> [問題]
a - TOBに関する本文によると、実際に発表されたTOB価格はいくらで、直前株価比でどの程度高かったか。
b - 次の(i)~(iii)がTOBに関する本文と合致するかどうか、それぞれ「はい」か「いいえ」で答え、判断の根拠となる本文の語句をそのまま引用せよ。
(i) MP社はTOBに応募することになっている。
(ii) 7月28日時点で株価は3,500円台だった。
(iii) 創業家の資産管理会社株式をTOB外で取得する構造は、観測段階で明らかになっていた。
c - TOBに関する本文を、最後の文の後から続けて書け。
#### 本文 ####
一方で、創業家が資産管理会社として保有する第2位株主「MP社」(19.48%保有)に関しては、TOBには応募しない代わりにTOB後にAP86がMP社の全株式を取得する契約を結んでおり、MP社保有株も含め最終的に100%の株式取得を目指すスキームとなっています。このように事前に創業家・関係者の協力を取り付けることで、買付けの成立および株式の完全取得を確実にする狙いがうかがえます。
事前の期待と実際のTOB条件の比較
観測報道段階で囁かれていた条件や市場の期待と、最終的に発表されたTOB条件を比較すると、いくつか相違点が見えてきます。
まずTOB価格・プレミアム水準について、事前には「非公開化なら3~4割高い買付け価格になるのでは」との見方もありました。しかし実際の価格3,927円は直前株価比+12%程度に留まり、期待されたほどの高プレミアムではありませんでした。
この背景には、4月以降に非公開化観測が広まる中で株価がすでに大きく上昇し、プレミアムの先食いが起きていたことが挙げられます。実際、日本経済新聞の報道が出る前日の7月28日時点で株価は3,500円台となっており、4月中旬(観測報道直後は2,100円前後)から見ると大幅高となっていました。市場価格が高止まりした結果、買収側としては提示プレミアムを抑えざるを得なかったとも考えられます。
また買収スキームについても、事前報道では単に「ファンドが全株取得へ」といった概要でしたが、実際には創業家の資産管理会社株式をTOB外で取得する特殊な構造が取られました。この点は観測段階では明らかでなかった部分です。
#### 抽出データ ####
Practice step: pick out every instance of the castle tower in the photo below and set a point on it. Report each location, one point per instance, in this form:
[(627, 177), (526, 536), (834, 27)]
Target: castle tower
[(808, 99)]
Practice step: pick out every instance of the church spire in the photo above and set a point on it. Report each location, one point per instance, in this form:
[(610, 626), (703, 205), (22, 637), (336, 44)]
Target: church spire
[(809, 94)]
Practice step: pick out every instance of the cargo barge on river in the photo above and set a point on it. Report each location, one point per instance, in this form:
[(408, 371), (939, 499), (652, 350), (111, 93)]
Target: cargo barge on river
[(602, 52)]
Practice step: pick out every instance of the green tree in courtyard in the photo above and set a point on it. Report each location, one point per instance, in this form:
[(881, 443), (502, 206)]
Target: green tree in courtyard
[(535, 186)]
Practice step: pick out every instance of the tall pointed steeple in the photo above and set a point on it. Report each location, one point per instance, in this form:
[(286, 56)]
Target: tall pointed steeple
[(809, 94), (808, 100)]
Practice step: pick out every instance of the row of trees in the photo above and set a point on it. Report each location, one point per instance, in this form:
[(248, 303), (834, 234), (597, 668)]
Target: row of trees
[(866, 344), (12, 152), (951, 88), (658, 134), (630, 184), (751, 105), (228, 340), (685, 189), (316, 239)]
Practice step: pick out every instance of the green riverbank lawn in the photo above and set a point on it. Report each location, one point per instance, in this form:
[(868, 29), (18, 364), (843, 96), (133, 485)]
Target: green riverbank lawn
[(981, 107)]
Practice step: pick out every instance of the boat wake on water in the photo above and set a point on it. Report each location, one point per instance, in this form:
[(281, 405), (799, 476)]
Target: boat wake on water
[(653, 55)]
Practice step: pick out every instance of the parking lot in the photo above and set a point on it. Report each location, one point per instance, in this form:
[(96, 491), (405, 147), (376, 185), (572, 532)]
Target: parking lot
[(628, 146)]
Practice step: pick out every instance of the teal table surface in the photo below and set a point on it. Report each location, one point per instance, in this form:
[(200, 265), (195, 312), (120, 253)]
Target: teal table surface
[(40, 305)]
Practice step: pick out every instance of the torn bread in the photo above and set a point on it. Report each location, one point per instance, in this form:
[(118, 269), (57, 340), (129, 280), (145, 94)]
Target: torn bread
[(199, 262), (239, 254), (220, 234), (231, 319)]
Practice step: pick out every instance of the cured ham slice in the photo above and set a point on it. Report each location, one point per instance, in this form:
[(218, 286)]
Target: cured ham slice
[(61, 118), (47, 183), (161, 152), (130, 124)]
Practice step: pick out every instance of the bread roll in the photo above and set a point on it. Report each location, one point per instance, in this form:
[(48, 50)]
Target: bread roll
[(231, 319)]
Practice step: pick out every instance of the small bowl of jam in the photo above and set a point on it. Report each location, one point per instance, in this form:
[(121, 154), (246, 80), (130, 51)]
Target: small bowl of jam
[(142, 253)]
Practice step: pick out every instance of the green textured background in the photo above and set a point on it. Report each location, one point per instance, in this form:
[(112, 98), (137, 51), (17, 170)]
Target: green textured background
####
> [解答]
a - 3,927円で、直前株価比+12%程度だった。

b -
(i) いいえ。「TOBには応募しない代わりにTOB後にAP86がMP社の全株式を取得する契約を結んでおり」
(ii) はい。「7月28日時点で株価は3,500円台となっており」
(iii) いいえ。「この点は観測段階では明らかでなかった部分です」

c -
さらに共同出資者として中国系ヘルスケア投資ファンドのLYFEキャピタルが参加していたことも、正式発表時に明らかになったポイントです(報道段階では主にアドバンテッジパートナーズ単独のように伝えられていました)。こうした出資構成の詳細や、創業家との契約スキームは、正式開示資料で初めて示された実際の条件と言えます。
一方、非公開化の狙いや経営再建の方向性については、報道段階でも「ファンド傘下で立て直し」と伝えられており、正式発表でも企業価値向上を目的に上場廃止する方針が示されており、大筋で一致しています。
総じて、価格面では事前期待より厳しめの条件でしたが、非公開化に踏み切る動機やファンド主導で再建する枠組み自体は観測報道の内容と概ね合致していたと言えます。
豊田自動織機のディスカウントTOBとの比較と日本調剤TOBの評価
今年話題となった豊田自動織機(6201)のTOBと比較すると、日本調剤のケースは個人投資家にとってどう評価できるでしょうか。
豊田自動織機の場合、トヨタ自動車などトヨタグループによる買収提案が2023年末~2024年に取り沙汰され、株価は非公開化観測で18,000円台まで急騰していました。しかし蓋を開けてみると、提示されたTOB価格は1株16,300円で、市場価格(約18,300円)を大幅に下回る“逆プレミアム”(ディスカウント)となりました。この発表に市場は失望し、豊田自動織機の株価は発表翌日に一時前日比13%安の15,975円まで急落する波乱となっています。
通常はTOB価格にプレミアムが乗るのが普通で、「ディスカウントTOBは非常に苦い」と市場関係者が指摘する異例の事態でした。実際、このディスカウントTOBにより思惑買いしていた投資家は軒並み損失を被り、著名個人投資家のcis氏やテスタ氏までもが「買い増ししていた豊田織機株で大損した」と明かす事態となりました。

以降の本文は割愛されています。